** Start of Extracted text **

This problem came by way of a DM consultation. Sharing it with everyone as this is an excellent problem to illustrate several key ideas. We're also going to show why you may want to use numpy arrays and the notion of vectorization.

#### Problem
Given a list of numbers [-1, 2, 3, -4, 5, 8], find the sum of all the positive numbers.

In [1]:
raw_numbers = [-1, 2, 3, -4, 5, 8]

One approach would be to go through the list and check entry-by-entry if it's greater than 0, and add it to the variable holding the running sum. We'll call the variable for the running sum ``total`` and initialize it's value to zero.

To go through each entry, we use ``for`` entry ``in`` list. For each entry, check ``if`` the entry is greater than 0. I'll write the solution inside a function so we can easily call it later.

In [2]:
def list_sum(raw_numbers):
    total = 0
    for number in raw_numbers:
        if number > 0:
            total += number   #this is a shorter way of writing: total = total + number
    return total

In [3]:
list_sum(raw_numbers)

18

Now, let's look at how we can do this using a ``numpy.array`` and avoid using a ``for`` loop. Google: vectorization. Let's import ``numpy`` first.

In [4]:
import numpy as np

In [5]:
def array_sum(raw_numbers):
    numbers = np.array(raw_numbers)

** End of Extracted text **

## Exercise task A:
In the tutorial on summing positive numbers, what name is given to the variable that holds the running sum?

** Start of Information shown **

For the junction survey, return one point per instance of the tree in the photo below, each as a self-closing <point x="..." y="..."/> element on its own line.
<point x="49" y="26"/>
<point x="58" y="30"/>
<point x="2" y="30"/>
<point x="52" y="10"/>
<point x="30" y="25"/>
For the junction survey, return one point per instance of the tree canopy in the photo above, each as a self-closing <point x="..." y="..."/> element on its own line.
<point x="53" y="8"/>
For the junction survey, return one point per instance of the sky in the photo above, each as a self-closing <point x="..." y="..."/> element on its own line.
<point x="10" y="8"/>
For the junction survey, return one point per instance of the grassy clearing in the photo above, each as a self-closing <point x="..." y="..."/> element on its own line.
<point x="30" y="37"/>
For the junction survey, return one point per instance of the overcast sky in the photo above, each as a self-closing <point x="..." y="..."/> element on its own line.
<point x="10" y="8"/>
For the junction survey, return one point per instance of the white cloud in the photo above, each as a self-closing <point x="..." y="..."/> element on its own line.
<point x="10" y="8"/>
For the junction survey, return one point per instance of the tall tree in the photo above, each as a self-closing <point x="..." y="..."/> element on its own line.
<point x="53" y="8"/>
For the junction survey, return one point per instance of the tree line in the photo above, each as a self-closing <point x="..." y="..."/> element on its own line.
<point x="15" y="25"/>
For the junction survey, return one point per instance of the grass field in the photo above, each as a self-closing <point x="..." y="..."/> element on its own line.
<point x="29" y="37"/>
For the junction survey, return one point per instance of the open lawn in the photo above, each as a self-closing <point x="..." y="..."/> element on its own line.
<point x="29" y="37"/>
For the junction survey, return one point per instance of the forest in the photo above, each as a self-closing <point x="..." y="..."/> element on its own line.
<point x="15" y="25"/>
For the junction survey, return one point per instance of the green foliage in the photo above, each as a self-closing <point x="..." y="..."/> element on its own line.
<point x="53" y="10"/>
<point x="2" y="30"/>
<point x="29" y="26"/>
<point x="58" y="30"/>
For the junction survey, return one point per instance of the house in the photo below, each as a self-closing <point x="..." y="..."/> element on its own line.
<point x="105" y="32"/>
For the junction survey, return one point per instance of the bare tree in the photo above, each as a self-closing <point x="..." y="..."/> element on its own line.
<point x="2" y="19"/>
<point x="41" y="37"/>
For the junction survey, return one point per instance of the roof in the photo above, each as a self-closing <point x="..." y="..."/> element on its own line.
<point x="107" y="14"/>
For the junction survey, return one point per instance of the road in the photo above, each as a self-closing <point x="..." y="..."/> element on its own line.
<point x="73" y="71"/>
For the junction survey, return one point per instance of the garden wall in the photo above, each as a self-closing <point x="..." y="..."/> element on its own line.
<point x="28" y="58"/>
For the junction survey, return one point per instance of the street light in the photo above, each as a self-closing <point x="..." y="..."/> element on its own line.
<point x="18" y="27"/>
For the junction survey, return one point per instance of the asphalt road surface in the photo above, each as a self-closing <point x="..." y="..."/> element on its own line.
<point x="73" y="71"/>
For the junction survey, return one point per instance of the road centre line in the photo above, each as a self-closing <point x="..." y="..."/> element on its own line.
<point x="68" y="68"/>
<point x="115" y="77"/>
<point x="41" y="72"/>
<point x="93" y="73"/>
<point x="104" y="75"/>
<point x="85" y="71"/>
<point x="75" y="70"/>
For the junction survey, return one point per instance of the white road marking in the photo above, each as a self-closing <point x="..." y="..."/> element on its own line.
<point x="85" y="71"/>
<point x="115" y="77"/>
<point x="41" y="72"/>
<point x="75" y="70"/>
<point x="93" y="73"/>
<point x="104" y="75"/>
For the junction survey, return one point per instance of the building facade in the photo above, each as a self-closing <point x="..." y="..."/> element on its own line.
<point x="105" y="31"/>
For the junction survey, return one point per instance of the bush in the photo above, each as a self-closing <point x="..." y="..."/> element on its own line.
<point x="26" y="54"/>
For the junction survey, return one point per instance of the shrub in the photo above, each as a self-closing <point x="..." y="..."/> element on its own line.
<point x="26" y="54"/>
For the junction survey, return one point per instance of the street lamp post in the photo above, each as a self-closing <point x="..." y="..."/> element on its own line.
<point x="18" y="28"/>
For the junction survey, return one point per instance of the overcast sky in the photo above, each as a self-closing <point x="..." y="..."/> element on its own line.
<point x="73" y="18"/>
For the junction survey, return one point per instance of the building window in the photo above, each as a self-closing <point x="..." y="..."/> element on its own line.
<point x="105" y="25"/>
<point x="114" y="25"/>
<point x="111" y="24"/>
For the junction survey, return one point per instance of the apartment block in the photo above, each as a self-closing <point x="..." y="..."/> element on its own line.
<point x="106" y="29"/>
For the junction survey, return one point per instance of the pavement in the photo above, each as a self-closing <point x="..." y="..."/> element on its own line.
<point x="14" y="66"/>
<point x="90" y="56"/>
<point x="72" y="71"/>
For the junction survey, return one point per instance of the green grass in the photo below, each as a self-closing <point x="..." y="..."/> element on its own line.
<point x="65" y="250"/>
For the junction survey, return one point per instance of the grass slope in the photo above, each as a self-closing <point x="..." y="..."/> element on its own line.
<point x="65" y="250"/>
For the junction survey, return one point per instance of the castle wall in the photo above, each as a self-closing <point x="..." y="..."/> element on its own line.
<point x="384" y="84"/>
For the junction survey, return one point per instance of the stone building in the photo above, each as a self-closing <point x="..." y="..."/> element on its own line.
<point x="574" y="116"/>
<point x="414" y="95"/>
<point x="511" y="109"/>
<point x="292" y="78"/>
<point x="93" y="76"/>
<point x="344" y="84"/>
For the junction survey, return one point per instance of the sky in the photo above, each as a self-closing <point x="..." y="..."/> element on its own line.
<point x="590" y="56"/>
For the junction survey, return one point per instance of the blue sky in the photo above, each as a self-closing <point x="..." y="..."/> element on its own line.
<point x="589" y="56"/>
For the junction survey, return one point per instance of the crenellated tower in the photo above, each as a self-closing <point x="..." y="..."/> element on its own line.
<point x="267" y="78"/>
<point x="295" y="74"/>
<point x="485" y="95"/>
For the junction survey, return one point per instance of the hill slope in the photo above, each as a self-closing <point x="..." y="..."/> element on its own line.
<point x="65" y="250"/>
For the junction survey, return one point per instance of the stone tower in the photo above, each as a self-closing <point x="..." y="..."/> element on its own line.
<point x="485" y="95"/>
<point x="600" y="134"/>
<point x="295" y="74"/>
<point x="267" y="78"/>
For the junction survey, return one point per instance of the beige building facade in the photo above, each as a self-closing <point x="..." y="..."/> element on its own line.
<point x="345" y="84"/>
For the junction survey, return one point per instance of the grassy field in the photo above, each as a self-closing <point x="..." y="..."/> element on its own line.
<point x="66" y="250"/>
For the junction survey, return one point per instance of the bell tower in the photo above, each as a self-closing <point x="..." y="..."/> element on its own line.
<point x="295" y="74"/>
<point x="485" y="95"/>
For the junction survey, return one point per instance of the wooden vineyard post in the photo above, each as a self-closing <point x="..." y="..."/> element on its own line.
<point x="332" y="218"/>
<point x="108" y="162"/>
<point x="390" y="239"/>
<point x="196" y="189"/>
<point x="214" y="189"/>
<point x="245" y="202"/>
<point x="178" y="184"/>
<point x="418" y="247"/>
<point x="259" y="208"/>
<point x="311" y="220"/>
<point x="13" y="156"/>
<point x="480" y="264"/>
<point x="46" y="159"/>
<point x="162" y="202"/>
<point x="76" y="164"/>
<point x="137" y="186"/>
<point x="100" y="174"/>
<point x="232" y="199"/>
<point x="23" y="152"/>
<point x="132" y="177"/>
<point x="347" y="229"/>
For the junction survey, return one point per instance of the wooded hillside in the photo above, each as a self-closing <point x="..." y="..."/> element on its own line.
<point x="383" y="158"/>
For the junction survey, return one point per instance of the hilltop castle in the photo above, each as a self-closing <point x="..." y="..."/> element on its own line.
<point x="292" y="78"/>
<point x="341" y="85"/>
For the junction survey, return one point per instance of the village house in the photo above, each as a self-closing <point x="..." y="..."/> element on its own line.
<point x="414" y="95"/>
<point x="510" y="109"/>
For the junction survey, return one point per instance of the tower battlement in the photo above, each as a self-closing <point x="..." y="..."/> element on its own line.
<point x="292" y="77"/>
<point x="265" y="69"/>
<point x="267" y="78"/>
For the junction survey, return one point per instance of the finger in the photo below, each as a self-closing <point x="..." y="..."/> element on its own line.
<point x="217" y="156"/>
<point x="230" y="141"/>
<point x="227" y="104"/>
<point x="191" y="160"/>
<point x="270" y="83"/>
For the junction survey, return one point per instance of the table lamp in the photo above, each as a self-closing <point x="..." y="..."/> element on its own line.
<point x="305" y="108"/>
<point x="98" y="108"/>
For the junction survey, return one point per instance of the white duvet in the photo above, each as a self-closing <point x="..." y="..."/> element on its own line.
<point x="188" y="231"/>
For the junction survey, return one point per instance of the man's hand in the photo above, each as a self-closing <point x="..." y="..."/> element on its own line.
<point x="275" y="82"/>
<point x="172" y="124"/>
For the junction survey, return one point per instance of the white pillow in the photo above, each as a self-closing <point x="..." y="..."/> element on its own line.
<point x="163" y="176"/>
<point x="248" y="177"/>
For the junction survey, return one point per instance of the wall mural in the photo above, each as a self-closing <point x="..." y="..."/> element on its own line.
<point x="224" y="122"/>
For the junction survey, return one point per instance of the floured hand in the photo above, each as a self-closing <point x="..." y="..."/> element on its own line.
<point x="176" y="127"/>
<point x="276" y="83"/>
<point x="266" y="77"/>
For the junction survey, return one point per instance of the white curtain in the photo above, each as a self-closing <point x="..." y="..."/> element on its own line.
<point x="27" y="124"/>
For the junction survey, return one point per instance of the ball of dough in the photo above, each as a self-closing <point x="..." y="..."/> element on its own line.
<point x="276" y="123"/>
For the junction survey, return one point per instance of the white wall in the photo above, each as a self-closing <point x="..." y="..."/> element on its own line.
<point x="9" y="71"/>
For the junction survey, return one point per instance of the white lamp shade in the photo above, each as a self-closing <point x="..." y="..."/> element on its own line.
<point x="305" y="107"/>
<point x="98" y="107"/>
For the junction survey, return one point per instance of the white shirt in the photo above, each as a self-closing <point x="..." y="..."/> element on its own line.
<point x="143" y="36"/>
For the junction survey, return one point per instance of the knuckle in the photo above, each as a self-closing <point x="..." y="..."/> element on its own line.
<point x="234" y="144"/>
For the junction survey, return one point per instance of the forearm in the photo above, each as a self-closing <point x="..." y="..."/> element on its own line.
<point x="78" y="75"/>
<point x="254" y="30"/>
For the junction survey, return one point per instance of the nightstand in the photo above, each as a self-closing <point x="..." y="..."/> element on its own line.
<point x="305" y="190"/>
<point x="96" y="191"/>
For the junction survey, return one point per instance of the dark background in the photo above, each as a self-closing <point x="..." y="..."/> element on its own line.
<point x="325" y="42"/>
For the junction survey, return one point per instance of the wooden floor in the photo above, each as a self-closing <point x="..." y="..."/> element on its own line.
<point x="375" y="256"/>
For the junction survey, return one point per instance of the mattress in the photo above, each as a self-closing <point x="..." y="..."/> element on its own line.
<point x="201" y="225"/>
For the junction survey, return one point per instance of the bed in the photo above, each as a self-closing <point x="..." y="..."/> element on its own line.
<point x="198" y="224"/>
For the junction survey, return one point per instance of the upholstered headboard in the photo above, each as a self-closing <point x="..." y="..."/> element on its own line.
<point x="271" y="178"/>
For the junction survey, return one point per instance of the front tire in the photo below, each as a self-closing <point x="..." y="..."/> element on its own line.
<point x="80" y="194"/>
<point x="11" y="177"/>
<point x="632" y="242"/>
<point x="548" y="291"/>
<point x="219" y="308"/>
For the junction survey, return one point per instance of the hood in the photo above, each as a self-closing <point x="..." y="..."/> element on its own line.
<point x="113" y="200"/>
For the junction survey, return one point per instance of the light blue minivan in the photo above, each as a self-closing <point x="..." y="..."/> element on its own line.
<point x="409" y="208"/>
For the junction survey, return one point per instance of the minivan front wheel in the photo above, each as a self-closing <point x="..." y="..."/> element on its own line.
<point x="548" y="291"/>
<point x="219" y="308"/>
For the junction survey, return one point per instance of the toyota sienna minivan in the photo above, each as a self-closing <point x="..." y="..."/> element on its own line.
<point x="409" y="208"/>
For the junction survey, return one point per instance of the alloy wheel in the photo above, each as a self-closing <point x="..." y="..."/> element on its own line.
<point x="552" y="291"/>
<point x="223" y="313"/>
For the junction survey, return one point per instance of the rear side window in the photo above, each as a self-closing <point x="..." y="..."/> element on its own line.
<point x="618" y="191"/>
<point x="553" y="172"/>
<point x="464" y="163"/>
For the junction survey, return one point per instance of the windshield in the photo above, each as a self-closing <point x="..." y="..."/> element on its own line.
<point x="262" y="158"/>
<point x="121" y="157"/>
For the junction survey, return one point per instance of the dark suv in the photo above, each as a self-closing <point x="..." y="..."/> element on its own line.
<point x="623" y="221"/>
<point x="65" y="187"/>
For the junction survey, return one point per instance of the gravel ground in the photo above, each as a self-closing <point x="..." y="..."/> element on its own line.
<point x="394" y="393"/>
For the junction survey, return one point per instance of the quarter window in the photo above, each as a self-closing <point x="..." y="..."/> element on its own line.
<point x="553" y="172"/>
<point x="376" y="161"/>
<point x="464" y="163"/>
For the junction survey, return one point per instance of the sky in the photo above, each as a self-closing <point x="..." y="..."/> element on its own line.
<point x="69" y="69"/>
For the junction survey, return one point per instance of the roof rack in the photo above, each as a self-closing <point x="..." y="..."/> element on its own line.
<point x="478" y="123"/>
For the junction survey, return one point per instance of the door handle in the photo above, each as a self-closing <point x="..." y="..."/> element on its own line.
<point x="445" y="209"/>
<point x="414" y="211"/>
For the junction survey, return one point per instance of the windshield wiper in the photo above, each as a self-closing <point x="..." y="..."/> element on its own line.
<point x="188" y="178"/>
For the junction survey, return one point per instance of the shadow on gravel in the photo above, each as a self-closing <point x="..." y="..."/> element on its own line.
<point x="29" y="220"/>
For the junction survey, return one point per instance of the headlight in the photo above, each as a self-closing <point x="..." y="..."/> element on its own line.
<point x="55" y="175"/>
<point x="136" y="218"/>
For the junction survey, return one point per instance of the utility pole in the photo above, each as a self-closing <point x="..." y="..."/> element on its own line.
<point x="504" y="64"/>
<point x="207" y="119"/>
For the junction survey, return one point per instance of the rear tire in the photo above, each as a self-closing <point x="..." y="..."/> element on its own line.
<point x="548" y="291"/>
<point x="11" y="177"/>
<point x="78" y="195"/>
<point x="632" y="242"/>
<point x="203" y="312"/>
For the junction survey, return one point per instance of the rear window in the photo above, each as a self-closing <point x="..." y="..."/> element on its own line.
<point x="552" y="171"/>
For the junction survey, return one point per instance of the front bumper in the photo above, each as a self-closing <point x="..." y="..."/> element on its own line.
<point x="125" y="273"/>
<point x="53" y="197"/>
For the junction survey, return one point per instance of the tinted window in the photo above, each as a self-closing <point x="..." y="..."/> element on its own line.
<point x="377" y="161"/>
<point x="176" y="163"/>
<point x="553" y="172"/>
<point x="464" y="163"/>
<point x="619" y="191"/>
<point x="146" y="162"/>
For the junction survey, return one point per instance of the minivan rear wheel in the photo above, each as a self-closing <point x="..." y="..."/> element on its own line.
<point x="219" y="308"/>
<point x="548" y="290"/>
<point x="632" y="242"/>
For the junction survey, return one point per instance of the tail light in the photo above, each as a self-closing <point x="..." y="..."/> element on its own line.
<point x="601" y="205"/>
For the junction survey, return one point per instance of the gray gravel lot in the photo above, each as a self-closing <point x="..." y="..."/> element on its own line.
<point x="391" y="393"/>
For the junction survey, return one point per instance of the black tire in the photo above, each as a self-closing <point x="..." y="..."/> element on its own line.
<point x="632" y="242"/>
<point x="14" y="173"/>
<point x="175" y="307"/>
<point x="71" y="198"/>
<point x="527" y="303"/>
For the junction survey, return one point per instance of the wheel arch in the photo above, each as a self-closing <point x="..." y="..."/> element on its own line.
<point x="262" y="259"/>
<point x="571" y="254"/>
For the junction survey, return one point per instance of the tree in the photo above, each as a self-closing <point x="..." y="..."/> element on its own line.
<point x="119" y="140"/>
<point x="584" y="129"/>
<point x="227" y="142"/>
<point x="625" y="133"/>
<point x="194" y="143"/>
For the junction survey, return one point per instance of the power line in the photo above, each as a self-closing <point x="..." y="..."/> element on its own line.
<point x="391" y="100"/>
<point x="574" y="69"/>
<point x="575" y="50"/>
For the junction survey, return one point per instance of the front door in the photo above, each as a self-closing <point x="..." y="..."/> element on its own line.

** End of Information shown **

## Exercise task B:
Which lines of the records contain the string "post"? Return each of those lines, treating case as significant.

## Task result A:
total

## Task result B:
For the junction survey, return one point per instance of the street lamp post in the photo above, each as a self-closing <point x="..." y="..."/> element on its own line.
For the junction survey, return one point per instance of the wooden vineyard post in the photo above, each as a self-closing <point x="..." y="..."/> element on its own line.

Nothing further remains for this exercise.